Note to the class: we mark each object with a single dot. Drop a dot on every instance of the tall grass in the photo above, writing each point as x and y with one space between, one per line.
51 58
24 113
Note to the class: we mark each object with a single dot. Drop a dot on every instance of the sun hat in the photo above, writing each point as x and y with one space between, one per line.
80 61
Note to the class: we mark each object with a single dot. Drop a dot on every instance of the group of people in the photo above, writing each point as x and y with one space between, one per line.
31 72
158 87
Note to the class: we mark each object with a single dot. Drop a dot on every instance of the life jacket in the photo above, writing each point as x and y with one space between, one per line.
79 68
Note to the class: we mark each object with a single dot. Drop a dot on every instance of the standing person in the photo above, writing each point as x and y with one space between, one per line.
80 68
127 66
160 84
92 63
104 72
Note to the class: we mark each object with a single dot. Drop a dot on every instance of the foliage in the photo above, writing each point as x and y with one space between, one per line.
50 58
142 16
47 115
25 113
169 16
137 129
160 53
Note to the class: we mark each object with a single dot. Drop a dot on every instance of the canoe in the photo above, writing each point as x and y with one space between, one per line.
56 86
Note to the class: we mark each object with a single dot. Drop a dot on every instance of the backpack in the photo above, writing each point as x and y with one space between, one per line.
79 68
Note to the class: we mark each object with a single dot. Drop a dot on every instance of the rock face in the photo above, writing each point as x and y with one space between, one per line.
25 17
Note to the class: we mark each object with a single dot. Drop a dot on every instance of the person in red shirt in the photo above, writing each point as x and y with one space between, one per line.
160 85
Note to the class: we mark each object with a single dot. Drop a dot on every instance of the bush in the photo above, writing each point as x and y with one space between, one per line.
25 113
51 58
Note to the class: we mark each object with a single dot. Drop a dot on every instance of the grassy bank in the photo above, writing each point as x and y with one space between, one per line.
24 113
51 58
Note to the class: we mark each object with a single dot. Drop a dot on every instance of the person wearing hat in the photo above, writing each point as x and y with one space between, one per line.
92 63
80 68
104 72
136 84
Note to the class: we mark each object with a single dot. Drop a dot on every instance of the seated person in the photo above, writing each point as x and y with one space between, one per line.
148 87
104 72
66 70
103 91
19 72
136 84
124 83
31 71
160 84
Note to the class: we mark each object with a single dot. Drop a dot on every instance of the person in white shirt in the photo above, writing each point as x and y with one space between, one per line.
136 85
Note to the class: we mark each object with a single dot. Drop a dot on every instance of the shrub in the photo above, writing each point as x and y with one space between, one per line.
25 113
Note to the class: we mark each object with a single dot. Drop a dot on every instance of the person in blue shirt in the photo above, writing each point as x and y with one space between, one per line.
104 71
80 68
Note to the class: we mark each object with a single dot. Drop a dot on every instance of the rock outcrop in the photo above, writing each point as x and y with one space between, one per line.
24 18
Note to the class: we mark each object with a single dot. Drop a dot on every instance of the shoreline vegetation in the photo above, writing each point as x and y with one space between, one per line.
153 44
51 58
___
- [What needs to be done]
Word for word, restate the line that contains "of the shoreline" and each line after it, up to and including the last line of the listing; include nothing else.

- [Your solution]
Note to the class: we mark each object with a single dot. Drop a dot on every instance of the shoreline vegetation in the photo above, writing each point as x and y with one space between, one per line.
153 44
51 58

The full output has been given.